# [WRITTEN PROBLEM]
Pick out each line of the data below that contains the word "hooded" and copy those lines unchanged.

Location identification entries

^^^^^^^^

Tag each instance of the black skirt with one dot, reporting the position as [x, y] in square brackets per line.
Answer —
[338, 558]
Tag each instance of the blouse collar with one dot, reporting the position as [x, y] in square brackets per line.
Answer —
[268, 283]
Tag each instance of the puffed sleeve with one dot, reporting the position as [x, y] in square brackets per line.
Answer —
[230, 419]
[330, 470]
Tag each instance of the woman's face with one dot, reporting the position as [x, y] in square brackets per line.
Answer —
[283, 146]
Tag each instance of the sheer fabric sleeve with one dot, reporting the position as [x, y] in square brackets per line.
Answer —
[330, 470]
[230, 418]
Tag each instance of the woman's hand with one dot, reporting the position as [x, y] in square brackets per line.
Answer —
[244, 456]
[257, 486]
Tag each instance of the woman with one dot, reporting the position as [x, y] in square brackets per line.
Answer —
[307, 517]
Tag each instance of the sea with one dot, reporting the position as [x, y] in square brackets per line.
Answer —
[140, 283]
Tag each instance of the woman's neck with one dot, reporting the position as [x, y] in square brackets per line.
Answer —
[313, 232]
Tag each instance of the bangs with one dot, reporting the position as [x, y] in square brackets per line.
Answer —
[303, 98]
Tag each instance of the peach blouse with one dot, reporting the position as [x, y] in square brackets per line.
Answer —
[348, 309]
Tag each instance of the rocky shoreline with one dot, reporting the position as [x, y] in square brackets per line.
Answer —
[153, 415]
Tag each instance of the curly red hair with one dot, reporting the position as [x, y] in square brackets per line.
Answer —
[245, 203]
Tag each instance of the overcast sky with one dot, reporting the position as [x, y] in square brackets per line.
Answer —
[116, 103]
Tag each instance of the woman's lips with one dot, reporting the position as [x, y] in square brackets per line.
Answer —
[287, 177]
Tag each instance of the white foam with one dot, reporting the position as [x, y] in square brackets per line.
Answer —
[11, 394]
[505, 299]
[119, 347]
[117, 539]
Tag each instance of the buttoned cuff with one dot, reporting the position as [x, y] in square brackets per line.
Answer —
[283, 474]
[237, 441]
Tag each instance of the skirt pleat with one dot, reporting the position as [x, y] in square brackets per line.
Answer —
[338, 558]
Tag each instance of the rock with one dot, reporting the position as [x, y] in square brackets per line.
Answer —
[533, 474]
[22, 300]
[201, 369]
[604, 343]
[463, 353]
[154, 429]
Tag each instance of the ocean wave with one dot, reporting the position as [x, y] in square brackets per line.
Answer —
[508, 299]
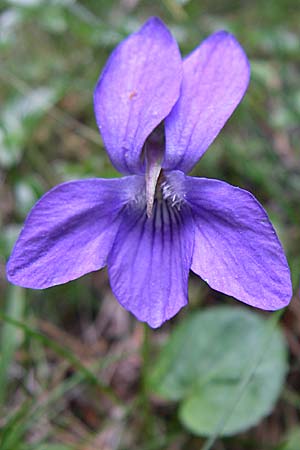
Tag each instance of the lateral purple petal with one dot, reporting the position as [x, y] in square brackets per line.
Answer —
[149, 263]
[236, 249]
[215, 78]
[69, 232]
[136, 91]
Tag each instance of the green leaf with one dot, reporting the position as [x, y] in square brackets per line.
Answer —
[207, 358]
[291, 442]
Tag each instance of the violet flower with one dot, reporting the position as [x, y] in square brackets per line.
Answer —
[157, 115]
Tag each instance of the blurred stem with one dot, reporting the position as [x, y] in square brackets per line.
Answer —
[145, 403]
[66, 354]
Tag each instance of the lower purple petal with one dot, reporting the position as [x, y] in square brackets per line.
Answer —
[236, 249]
[150, 261]
[69, 232]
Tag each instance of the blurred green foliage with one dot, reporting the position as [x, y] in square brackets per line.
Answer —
[51, 54]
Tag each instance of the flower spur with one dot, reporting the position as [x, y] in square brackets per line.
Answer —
[157, 116]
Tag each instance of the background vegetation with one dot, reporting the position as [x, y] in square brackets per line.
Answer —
[76, 370]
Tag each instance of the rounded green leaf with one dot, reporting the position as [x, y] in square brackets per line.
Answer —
[207, 358]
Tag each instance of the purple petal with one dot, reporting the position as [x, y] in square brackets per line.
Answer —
[236, 248]
[69, 232]
[215, 77]
[150, 260]
[136, 91]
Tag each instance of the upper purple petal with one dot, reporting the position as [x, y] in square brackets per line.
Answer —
[215, 77]
[69, 232]
[136, 91]
[236, 250]
[150, 260]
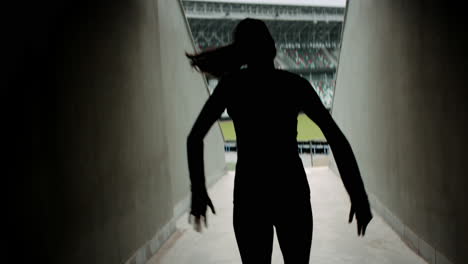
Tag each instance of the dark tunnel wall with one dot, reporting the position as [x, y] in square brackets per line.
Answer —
[90, 136]
[401, 100]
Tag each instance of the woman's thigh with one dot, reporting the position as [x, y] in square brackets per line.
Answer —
[293, 225]
[254, 234]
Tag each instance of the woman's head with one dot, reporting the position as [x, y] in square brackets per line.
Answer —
[253, 44]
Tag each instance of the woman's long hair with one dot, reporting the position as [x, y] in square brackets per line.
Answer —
[253, 43]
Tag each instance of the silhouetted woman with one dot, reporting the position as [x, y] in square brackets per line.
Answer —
[271, 188]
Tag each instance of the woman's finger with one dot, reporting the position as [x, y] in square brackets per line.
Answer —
[351, 214]
[210, 204]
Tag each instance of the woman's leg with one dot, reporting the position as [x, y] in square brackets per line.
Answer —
[254, 234]
[294, 226]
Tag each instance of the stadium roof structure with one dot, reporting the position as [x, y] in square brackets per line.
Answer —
[323, 3]
[307, 36]
[292, 26]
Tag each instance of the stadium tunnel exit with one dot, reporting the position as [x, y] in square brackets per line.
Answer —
[100, 98]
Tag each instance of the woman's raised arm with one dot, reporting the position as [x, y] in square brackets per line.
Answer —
[210, 112]
[312, 106]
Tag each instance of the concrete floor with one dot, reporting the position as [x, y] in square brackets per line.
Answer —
[334, 240]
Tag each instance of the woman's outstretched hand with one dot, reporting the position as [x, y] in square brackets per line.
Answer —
[200, 203]
[363, 216]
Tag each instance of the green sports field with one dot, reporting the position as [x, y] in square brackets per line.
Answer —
[307, 130]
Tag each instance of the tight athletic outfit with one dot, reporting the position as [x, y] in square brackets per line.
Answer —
[271, 191]
[271, 188]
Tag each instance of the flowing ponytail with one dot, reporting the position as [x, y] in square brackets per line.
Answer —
[252, 43]
[217, 62]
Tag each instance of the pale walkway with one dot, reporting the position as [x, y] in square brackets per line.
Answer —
[334, 240]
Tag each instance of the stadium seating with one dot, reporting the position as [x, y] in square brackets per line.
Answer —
[309, 58]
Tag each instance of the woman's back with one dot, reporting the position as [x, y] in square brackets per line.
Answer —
[264, 106]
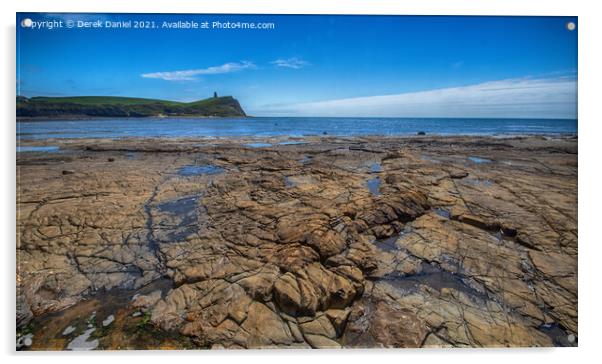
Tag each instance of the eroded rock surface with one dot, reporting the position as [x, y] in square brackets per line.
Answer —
[290, 246]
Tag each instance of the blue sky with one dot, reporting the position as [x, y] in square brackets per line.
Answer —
[316, 65]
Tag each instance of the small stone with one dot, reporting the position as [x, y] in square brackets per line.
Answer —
[68, 330]
[106, 322]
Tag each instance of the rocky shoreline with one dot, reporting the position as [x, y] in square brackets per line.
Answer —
[319, 242]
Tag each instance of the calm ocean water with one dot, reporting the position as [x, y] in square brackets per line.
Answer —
[278, 126]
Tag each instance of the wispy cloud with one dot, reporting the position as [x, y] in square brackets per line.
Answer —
[189, 75]
[294, 62]
[525, 97]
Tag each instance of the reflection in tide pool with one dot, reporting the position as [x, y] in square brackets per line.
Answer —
[43, 149]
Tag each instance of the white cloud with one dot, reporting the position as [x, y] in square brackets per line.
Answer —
[294, 62]
[519, 98]
[189, 75]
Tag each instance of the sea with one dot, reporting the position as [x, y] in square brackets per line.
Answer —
[288, 126]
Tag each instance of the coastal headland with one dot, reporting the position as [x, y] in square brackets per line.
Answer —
[316, 242]
[117, 107]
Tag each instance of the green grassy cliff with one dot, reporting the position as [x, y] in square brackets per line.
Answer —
[111, 106]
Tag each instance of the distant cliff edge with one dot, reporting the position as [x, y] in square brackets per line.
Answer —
[110, 106]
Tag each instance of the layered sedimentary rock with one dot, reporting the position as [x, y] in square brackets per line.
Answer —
[362, 242]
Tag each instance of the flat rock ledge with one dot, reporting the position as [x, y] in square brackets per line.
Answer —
[329, 243]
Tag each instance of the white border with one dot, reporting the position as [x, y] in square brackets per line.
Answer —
[590, 253]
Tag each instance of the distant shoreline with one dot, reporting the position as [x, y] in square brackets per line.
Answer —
[87, 118]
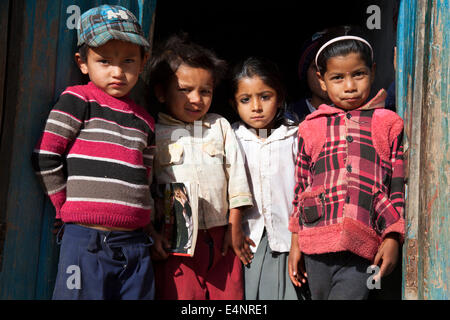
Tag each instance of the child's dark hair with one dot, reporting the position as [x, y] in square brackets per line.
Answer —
[269, 73]
[344, 47]
[177, 50]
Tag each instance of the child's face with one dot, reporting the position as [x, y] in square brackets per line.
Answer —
[113, 67]
[347, 80]
[189, 93]
[256, 103]
[313, 82]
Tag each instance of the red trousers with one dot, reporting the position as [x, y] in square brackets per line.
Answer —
[208, 275]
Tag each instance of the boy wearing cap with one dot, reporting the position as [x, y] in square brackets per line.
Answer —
[94, 160]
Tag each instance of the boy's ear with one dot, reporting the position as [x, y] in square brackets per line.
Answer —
[81, 63]
[144, 62]
[321, 81]
[372, 75]
[159, 93]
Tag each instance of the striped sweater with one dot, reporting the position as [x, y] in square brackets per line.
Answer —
[94, 159]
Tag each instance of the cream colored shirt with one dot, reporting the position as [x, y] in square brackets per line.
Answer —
[270, 167]
[205, 152]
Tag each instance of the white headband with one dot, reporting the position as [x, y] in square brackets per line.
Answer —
[340, 39]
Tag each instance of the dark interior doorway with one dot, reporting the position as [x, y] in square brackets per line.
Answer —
[273, 29]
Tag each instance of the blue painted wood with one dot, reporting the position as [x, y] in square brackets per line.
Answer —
[423, 100]
[46, 59]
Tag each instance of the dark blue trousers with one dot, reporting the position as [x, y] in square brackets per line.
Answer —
[337, 276]
[102, 265]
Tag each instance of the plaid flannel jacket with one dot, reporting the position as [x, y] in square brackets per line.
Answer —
[349, 179]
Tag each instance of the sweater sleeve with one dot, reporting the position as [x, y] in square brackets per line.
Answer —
[397, 192]
[239, 194]
[302, 177]
[48, 158]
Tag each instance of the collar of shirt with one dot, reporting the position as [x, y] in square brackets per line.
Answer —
[376, 102]
[164, 118]
[279, 133]
[310, 106]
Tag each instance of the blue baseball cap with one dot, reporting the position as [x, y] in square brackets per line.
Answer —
[101, 24]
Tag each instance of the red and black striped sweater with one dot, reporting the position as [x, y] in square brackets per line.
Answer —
[94, 158]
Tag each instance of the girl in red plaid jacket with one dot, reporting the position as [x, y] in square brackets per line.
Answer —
[349, 195]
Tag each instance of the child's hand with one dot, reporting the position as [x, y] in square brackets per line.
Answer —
[296, 263]
[57, 225]
[388, 253]
[236, 238]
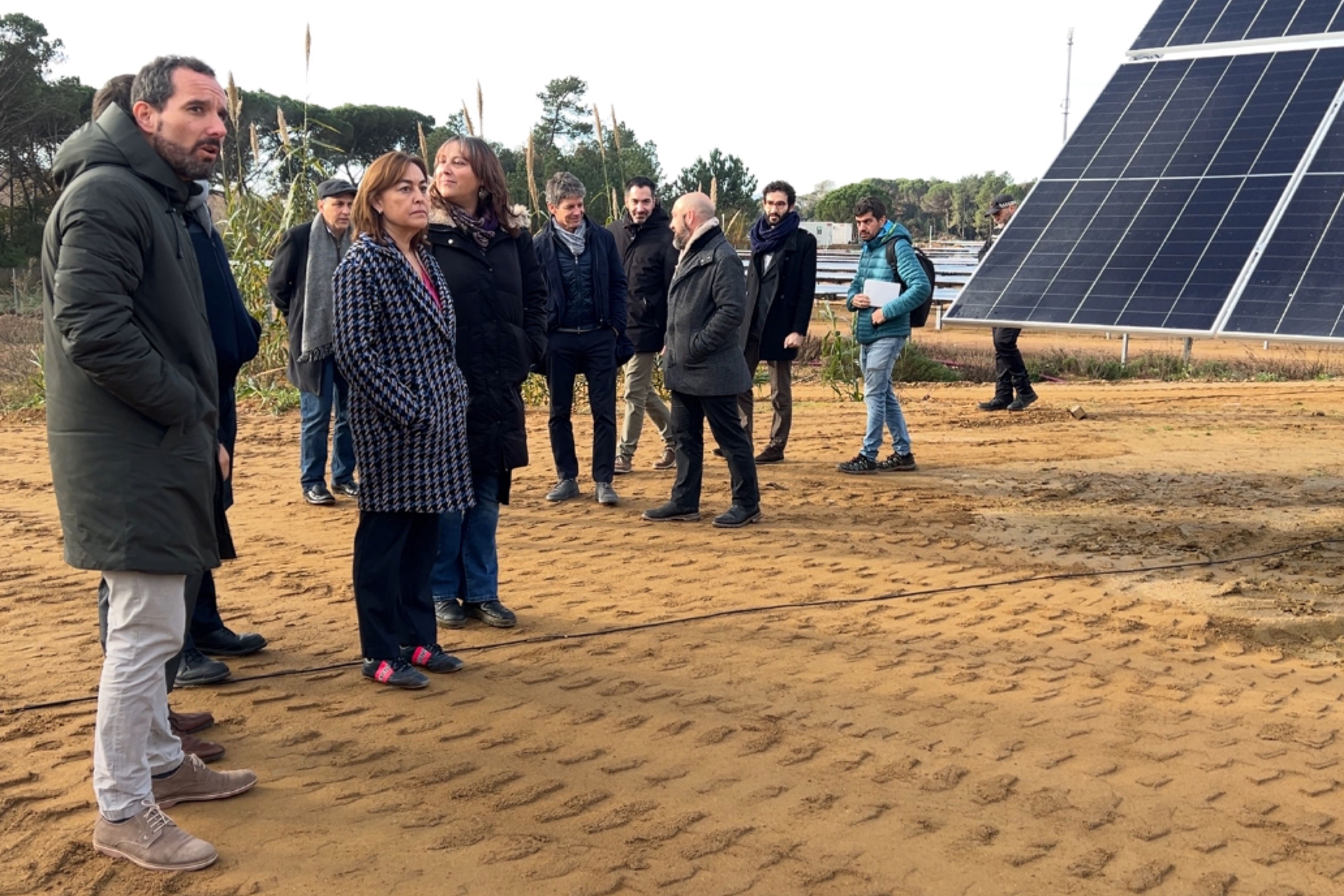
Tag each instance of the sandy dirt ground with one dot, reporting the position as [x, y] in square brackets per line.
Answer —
[1174, 731]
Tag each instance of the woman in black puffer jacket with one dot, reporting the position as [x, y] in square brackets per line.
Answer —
[486, 253]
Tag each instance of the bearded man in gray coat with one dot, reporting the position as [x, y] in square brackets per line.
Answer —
[132, 420]
[706, 367]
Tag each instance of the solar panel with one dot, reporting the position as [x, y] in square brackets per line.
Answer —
[1297, 287]
[1194, 23]
[1150, 214]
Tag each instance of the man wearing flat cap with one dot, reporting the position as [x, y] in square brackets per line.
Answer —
[300, 285]
[1011, 371]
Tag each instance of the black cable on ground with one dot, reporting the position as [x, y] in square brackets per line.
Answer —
[740, 612]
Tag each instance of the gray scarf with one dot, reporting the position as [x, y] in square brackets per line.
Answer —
[324, 255]
[576, 241]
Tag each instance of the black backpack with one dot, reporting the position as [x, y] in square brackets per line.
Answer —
[918, 316]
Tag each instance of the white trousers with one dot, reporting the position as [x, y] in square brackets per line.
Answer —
[147, 616]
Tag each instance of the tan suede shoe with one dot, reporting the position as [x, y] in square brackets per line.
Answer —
[152, 840]
[193, 782]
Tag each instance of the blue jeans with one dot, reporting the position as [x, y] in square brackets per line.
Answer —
[877, 362]
[315, 414]
[468, 565]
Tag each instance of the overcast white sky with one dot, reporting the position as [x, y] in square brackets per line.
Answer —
[804, 92]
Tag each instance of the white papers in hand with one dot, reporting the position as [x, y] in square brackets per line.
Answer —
[881, 292]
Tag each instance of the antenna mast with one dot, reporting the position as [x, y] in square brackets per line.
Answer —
[1069, 77]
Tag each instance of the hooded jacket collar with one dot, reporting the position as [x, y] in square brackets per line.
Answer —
[116, 140]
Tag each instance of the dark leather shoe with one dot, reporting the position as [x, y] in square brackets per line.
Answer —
[189, 723]
[432, 659]
[198, 669]
[449, 614]
[398, 674]
[667, 461]
[222, 643]
[737, 516]
[671, 514]
[202, 750]
[492, 613]
[318, 494]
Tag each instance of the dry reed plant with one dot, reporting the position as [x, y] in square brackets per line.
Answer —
[531, 176]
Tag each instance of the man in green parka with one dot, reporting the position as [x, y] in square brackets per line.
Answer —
[131, 428]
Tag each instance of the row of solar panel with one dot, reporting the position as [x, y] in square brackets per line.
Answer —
[1191, 23]
[1151, 213]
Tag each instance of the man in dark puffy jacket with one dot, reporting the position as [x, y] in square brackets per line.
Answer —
[300, 287]
[706, 367]
[132, 413]
[1010, 369]
[585, 314]
[644, 241]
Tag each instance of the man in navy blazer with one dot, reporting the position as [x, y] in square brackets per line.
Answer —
[585, 307]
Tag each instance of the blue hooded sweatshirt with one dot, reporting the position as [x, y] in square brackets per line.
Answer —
[873, 265]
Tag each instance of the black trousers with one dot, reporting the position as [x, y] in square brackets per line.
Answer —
[1010, 370]
[593, 355]
[689, 416]
[394, 557]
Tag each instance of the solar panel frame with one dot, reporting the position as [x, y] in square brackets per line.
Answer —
[1295, 285]
[1210, 283]
[1218, 25]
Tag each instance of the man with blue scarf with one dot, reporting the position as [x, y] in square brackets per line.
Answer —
[882, 334]
[781, 285]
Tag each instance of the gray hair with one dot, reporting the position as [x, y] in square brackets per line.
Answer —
[154, 84]
[562, 186]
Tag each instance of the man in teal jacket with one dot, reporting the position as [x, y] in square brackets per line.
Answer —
[882, 332]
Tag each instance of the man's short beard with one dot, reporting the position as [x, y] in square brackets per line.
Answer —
[185, 165]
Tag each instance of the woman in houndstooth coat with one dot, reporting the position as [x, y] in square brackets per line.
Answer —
[396, 338]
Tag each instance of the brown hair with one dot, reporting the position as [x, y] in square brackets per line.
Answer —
[488, 170]
[385, 174]
[116, 92]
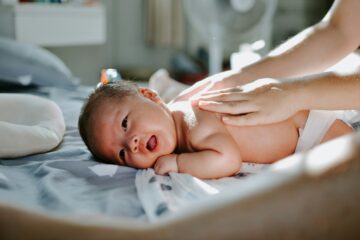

^^^^^^^^

# [RIGHT ANSWER]
Tag each instance of the hooded jacket collar with one dot, reporting the position as [x, y] in square brackets per line.
Tag each instance of the blue hooded sweatshirt with one dot, reporting the position as [x, y] in square brackets per line.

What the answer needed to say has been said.